PROVIDED INFORMATION:
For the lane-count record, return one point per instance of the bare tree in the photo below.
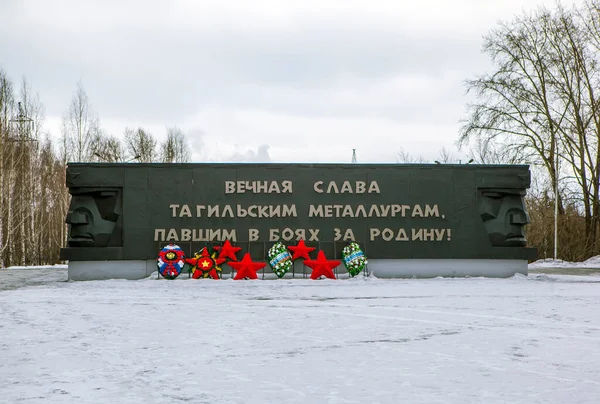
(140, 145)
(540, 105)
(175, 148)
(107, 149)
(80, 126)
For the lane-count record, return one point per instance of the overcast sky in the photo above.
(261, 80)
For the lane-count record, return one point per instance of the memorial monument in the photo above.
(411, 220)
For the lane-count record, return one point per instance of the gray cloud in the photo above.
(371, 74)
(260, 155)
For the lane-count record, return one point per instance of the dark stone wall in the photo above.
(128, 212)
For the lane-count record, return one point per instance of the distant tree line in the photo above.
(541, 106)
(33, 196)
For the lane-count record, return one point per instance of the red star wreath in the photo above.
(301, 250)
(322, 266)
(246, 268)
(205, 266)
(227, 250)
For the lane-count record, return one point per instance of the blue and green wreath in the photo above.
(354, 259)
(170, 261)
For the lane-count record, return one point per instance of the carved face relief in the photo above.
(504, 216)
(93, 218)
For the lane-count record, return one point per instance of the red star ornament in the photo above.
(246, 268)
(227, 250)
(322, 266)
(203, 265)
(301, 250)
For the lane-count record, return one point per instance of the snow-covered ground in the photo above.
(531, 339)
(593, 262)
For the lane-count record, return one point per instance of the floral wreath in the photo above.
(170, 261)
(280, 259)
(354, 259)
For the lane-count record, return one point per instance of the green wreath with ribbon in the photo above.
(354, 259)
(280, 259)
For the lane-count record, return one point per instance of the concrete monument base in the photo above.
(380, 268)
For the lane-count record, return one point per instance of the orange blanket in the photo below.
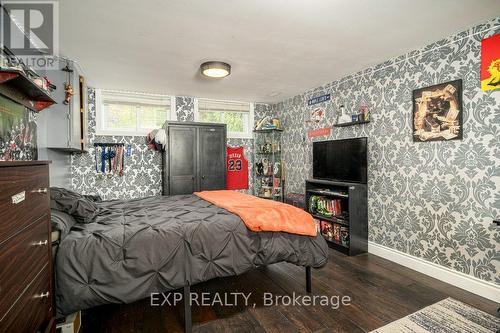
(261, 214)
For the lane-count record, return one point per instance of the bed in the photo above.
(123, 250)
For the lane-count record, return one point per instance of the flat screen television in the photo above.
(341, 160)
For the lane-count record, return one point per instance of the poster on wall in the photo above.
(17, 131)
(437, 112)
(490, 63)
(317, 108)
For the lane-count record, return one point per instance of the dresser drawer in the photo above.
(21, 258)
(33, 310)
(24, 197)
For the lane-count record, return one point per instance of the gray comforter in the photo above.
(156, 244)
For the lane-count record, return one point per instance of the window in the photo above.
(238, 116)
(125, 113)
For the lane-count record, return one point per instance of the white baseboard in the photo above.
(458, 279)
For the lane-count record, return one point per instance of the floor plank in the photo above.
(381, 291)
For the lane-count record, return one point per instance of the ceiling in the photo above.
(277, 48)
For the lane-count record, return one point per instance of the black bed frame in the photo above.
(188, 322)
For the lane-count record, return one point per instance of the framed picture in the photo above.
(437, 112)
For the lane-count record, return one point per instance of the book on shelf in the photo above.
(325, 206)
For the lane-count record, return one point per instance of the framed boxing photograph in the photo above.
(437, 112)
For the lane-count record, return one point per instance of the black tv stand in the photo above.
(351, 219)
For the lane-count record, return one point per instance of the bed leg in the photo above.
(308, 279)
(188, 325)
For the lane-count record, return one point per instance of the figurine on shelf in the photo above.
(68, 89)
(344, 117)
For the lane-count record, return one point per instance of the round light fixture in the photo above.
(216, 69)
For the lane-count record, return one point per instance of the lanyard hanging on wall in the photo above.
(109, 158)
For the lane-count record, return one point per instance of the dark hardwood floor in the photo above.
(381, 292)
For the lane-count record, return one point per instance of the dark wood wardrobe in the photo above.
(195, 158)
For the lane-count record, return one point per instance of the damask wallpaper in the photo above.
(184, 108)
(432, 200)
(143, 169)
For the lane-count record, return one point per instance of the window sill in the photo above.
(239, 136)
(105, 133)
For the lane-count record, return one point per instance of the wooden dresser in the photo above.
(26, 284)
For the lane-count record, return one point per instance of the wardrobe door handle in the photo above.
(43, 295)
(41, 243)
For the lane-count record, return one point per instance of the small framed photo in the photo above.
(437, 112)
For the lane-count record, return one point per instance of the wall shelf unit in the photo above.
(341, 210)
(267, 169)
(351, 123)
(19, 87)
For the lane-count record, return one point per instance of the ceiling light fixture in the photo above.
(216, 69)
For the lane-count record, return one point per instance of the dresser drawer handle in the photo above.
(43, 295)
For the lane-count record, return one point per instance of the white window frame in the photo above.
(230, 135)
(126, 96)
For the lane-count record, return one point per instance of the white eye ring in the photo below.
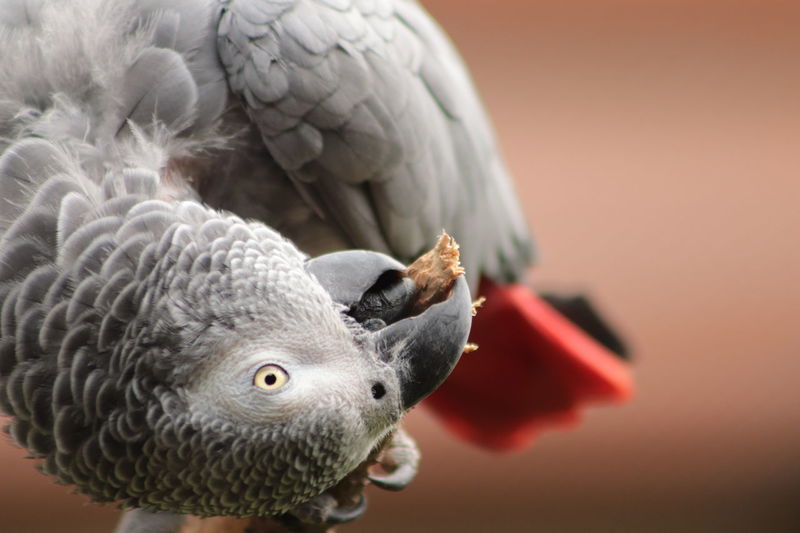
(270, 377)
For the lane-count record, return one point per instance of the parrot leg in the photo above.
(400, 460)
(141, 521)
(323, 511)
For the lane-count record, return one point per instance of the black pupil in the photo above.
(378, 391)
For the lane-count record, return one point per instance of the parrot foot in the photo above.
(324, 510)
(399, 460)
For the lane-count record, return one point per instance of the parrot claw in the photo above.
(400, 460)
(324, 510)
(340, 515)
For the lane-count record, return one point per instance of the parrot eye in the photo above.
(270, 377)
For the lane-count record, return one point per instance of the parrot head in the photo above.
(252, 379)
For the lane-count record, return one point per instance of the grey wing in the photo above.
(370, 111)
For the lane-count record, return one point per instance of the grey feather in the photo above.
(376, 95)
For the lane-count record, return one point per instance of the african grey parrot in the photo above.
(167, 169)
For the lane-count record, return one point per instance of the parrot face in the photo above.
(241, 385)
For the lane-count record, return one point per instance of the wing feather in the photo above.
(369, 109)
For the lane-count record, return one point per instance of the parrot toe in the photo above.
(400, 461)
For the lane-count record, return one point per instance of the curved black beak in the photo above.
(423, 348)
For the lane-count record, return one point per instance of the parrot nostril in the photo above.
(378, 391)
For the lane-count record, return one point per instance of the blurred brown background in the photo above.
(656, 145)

GOAL:
Without the pictures, transcribe the listing above exactly.

SOLUTION TO THIS EXERCISE:
For the lane-count record, return one point per instance of the bare tree in the photo below.
(140, 145)
(540, 105)
(175, 148)
(107, 149)
(80, 126)
For the lane-count record, return one point per instance of the overcast sky in the photo above.
(261, 80)
For the lane-count record, return one point per instance of the memorial monument in the photo above.
(411, 220)
For the lane-count record, return one point per instance of the gray cloud in the photo above.
(371, 74)
(260, 155)
For the lane-count record, return one point per instance of the dark stone wall in the photo above.
(128, 212)
For the lane-count record, return one point per instance of the distant tree line in the photo above.
(541, 106)
(33, 196)
For the lane-count record, return one point per instance of the red star wreath in the photo above.
(301, 250)
(322, 266)
(246, 268)
(205, 266)
(227, 250)
For the lane-count record, return one point per instance of the blue and green wreath in the photo above.
(354, 259)
(170, 261)
For the lane-count record, return one point per instance of the carved face relief in the photo above.
(504, 216)
(93, 218)
For the lane-count record, return one point per instance of the red star ornament in the photo above.
(246, 268)
(227, 250)
(322, 266)
(203, 265)
(301, 250)
For the lane-count record, return one point per instance of the snow-covered ground in the photo above.
(531, 339)
(593, 262)
For the lane-count record, return one point per instance of the floral wreath in the photo above.
(170, 261)
(280, 259)
(354, 259)
For the lane-count record, return one point per instance of the green wreath with ribbon in the photo above.
(354, 259)
(280, 259)
For the lane-count record, return one point per instance of the concrete monument base in the photo above.
(380, 268)
For the lane-count record, return one point per instance of the orange blanket in the photo below.
(261, 214)
For the lane-count record, return one point per instance of the bed in the photo above.
(123, 250)
For the lane-count record, return one point per instance of the flat screen television in the photo above.
(341, 160)
For the lane-count record, return one point per instance of the poster on wall in the photo above.
(17, 131)
(437, 112)
(490, 63)
(317, 108)
For the lane-count record, return one point per instance of the dresser drawer in the photo above.
(21, 258)
(33, 310)
(24, 197)
For the lane-count record, return one point per instance of the gray comforter in the photo above.
(156, 244)
For the lane-count record, return one point per instance of the window in the photo above.
(238, 116)
(125, 113)
For the lane-count record, return one point per instance of the white baseboard in the photo above.
(458, 279)
For the lane-count record, return one point per instance of the floor plank in the photo above.
(381, 291)
For the lane-count record, return one point per instance of the ceiling in the photo above.
(277, 48)
For the lane-count record, return one point per instance of the black bed frame in the photo above.
(188, 322)
For the lane-count record, return one point per instance of the framed picture in the photo above.
(437, 112)
For the lane-count record, return one point per instance of the book on shelf in the photo above.
(325, 206)
For the lane-count record, return one point per instance of the framed boxing photograph in the photo above.
(437, 112)
For the lane-count record, return one point per instance of the black tv stand in the photo above.
(351, 219)
For the lane-count record, return one point per instance of the bed leg in the photo above.
(308, 279)
(188, 325)
For the lane-count record, return one point per instance of the figurine on shelf in the photo above.
(68, 89)
(344, 117)
For the lane-count record, return one point per instance of the round light fixture in the photo above.
(216, 69)
For the lane-count record, return one point per instance of the lanyard hanging on wall in the photo above.
(109, 158)
For the lane-count record, return one point per instance of the dark hardwood floor in the photo above.
(381, 292)
For the lane-count record, return one point per instance of the dark wood wardrobe in the photo above.
(195, 158)
For the lane-count record, return one point per instance of the damask wallpaper in the photo above.
(184, 108)
(432, 200)
(143, 169)
For the lane-count record, return one point per instance of the window sill in the photo above.
(239, 136)
(105, 133)
For the lane-count record, return one point per instance of the wooden dresser in the photo above.
(26, 284)
For the lane-count record, return one point per instance of the wardrobe door handle in the photo above.
(43, 295)
(41, 243)
For the lane-count record, return one point per instance of the small framed photo in the photo above.
(437, 112)
For the lane-count record, return one point per instance of the wall shelf unit in the photo above.
(341, 210)
(267, 169)
(351, 123)
(19, 87)
For the lane-count record, return one point per instance of the ceiling light fixture in the photo above.
(216, 69)
For the lane-count record, return one point per instance of the dresser drawer handle in the photo above.
(43, 295)
For the lane-count record, return one point per instance of the white window frame in the photo above.
(230, 135)
(126, 96)
For the lane-count record, return one point per instance of the white eye ring in the photo below.
(270, 377)
For the lane-count record, return one point per instance of the parrot leg in the photo above.
(400, 460)
(141, 521)
(323, 511)
For the lane-count record, return one point per instance of the black pupil in the photo above.
(378, 391)
For the lane-count record, return one point per instance of the parrot foot in the photo above.
(324, 510)
(399, 460)
For the lane-count record, return one point per instance of the parrot claw in the photo above.
(400, 460)
(324, 510)
(340, 515)
For the lane-count record, return one point per instance of the parrot eye in the photo above.
(270, 377)
For the lane-count record, return one point per instance of the parrot head in the photo above.
(252, 379)
For the lane-count record, return one point per instance of the grey wing in the photo above.
(370, 111)
For the lane-count record, return one point per instance of the grey feather in the photo above.
(376, 95)
For the lane-count record, return one point per instance of the african grey parrot in the photo above.
(167, 169)
For the lane-count record, return one point per instance of the parrot face in the photo above.
(241, 385)
For the lane-count record, return one point per instance of the wing feather in the photo above.
(369, 109)
For the lane-count record, return one point per instance of the parrot toe in the photo above.
(400, 461)
For the lane-count record, return one point per instance of the curved black beak in the photo above.
(423, 348)
For the lane-count record, return one point per instance of the parrot nostril in the photo above.
(378, 391)
For the lane-count record, return one point per instance of the blurred brown background in the photo above.
(656, 145)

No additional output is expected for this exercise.